Rewrite every line of the data, substituting "inventory sheet" for "wildlife-count log" and leaving all other text unchanged.

** start **

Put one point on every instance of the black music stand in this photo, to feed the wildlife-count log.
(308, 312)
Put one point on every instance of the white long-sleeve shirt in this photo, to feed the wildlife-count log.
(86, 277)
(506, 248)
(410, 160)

** end **

Response:
Put one point on every instance of the black music stand in this photo, to feed the inventory sheet.
(308, 312)
Put one point on every instance of the white long-sleeve shirt in this photo, to feed the inventory sheet.
(86, 277)
(506, 248)
(410, 160)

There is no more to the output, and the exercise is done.